▶ EXERCISE DIRECTIONS: Your output must consist of the records printed verbatim, with the pictures excluded.

[Stored data]
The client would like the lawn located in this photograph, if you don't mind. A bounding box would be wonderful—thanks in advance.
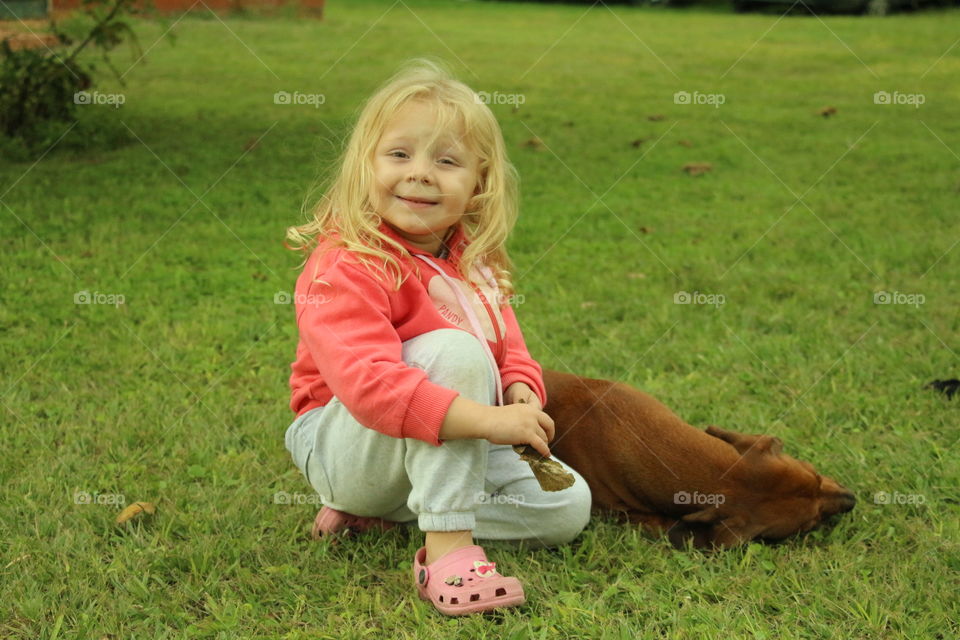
[1,0,958,637]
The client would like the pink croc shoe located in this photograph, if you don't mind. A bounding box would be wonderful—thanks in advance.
[412,545,525,616]
[311,506,397,540]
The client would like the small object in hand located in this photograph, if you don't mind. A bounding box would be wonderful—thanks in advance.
[510,397,575,491]
[513,444,575,492]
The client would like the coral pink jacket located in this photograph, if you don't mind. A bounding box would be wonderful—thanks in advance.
[288,221,546,447]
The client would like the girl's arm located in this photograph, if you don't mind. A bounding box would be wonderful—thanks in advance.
[296,256,459,446]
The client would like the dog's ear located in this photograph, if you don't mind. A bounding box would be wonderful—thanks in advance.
[706,426,783,457]
[751,435,783,456]
[705,425,749,451]
[677,507,765,549]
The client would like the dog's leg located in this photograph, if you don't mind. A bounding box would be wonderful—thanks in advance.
[627,513,723,550]
[626,513,683,543]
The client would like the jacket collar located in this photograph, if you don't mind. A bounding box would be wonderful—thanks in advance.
[377,219,466,262]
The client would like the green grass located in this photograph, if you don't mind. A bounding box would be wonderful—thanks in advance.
[2,0,959,636]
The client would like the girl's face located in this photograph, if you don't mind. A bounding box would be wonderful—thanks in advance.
[369,99,480,256]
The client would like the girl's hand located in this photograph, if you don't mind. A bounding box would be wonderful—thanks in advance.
[480,396,554,459]
[440,387,554,458]
[504,381,542,411]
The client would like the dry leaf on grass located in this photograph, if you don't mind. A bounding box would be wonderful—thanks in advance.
[647,114,665,121]
[682,162,713,176]
[115,501,156,525]
[818,106,837,117]
[521,137,545,150]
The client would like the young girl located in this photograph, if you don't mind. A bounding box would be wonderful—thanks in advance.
[283,59,592,617]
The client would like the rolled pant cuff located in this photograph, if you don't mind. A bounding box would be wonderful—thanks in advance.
[418,512,476,532]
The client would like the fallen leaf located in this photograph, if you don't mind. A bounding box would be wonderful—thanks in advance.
[678,139,693,147]
[647,114,665,121]
[115,501,156,525]
[521,137,544,150]
[251,272,268,281]
[638,226,654,234]
[818,106,837,117]
[630,137,648,148]
[682,162,713,176]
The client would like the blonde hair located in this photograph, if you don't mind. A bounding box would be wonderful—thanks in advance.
[286,58,519,298]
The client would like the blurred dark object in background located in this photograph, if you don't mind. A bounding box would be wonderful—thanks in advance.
[927,379,959,400]
[480,0,959,15]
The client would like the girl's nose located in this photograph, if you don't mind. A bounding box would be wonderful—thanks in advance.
[406,157,434,184]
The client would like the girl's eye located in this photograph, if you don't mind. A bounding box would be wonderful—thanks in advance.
[386,150,458,165]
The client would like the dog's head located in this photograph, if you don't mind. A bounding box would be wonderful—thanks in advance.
[670,425,856,549]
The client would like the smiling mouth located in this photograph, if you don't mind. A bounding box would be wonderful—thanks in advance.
[397,195,438,205]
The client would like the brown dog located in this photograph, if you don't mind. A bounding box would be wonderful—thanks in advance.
[543,369,856,549]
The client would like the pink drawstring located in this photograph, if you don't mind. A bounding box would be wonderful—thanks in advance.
[415,255,503,407]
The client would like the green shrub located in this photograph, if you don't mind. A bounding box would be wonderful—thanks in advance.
[0,0,162,160]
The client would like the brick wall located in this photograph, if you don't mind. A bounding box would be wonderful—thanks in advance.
[49,0,324,17]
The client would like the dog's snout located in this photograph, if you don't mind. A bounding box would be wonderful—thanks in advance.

▶ PROBLEM SOLUTION:
The client would like the lawn located in this photograph, if you don't mind. A bounding box would be wonderful—thanks in advance.
[1,0,958,637]
The client would like the pink croc shoe located in this photograph, if you don't mind. A bounding box would be wonderful—thanks in advance.
[412,545,525,616]
[311,506,397,540]
The client would like the small object in hand located in this photograph, if you don't mind. A bounding box would be wonderful—thanks in advance.
[510,397,575,491]
[513,444,575,492]
The client would like the coral pink jacket located in this photograph, if you don't mind. A bounding box would be wonderful—thanks in advance.
[288,221,546,447]
The client would like the girl's arm located in this photograph, if you don't mind. A bounding box would be wonderful—thanks in advance.
[296,256,459,446]
The client would like the dog's ear located in this photograph, if you don't mind. A bounding box would be wonderful—thanks in advance.
[706,426,783,457]
[751,435,783,456]
[705,425,749,451]
[677,507,765,549]
The client would like the dog's leg located in this photograph, if you don't mind. A bounding box would be wonderful—thanks in advance.
[627,513,723,550]
[626,513,683,543]
The client would like the jacket collar located in this photograph, if you don't mind. A bounding box would be wonderful—thanks in advance.
[377,219,466,262]
The client would like the green grass located in this photograph, if you don't mind. A bounding box would be wonderful—thanks in advance.
[2,0,959,636]
The client would like the girl's face located in this photograph, if you don't mind. A bounding box would be wonderful—thanks in advance.
[369,99,480,256]
The client would like the girl's hand located in this photograph, if you don't mind. A bounding box would be wonderful—thanks in advance.
[480,396,554,459]
[440,387,554,458]
[504,381,542,411]
The client would like the dry leaf on grass located in this photograph, if you don't mind. A bounding box would be wonderful—thanks in advance.
[647,114,665,121]
[682,162,713,176]
[115,501,156,525]
[818,106,837,117]
[521,137,545,150]
The client would like the young girl located in this photograph, if you don't mind. A bounding box would be wonderful—thanks in advance.
[283,59,592,617]
The client would like the rolled pant cuff located in this photograph, if you don't mind. A bounding box would be wonderful—thanks in advance.
[418,512,476,532]
The client would like the fallen leaf located in this photograph, if you don't mind. A bounding box would be wonderful—thanks in advance.
[678,139,693,147]
[647,114,665,121]
[115,501,156,525]
[521,137,544,150]
[251,272,268,281]
[638,226,654,234]
[818,106,837,117]
[630,137,648,148]
[682,162,713,176]
The client would like the blonde hair located in this photograph, if you don't mind. A bounding box would be wonderful—thanks in advance.
[286,58,519,298]
The client would like the blurred dark object in background located in this photograph, if you don't mind. A bounding box would be wonderful—thanks in advance.
[927,379,959,400]
[480,0,959,15]
The client would like the girl's nose located in this photograph, if you don't mind. A bounding box would be wonderful—thanks in advance.
[406,157,434,184]
The client would like the girl's eye located in this photograph, if you don't mind. A bounding box would be wonderful—thanks in advance.
[386,150,458,165]
The client would like the dog's head located in this photograph, if you don't mind. A bounding box would be wonderful—thanks in advance.
[670,425,856,549]
The client would like the smiling mouth located in this photograph, if you don't mind. A bounding box would be wonderful—thanks in advance.
[397,195,438,205]
The client would like the brown dog located in this photograph, if you don't mind. A bounding box would be wonderful—thanks in advance.
[543,369,856,549]
The client would like the pink drawstring located in this photograph, if you don't mind. A bounding box would be wonderful—thanks in advance.
[415,255,503,407]
The client would like the green shrub located in this photograph, if you don't mind. A bounding box would be wonderful—thanks in advance.
[0,0,162,160]
The client would like the brick wall located in this photograph, if you don't mind. A bounding box would be wonderful—thanks in advance.
[49,0,324,17]
The client would like the dog's snout located in this photograph, if you don't mind. A bounding box would be wonderful—thanks in advance.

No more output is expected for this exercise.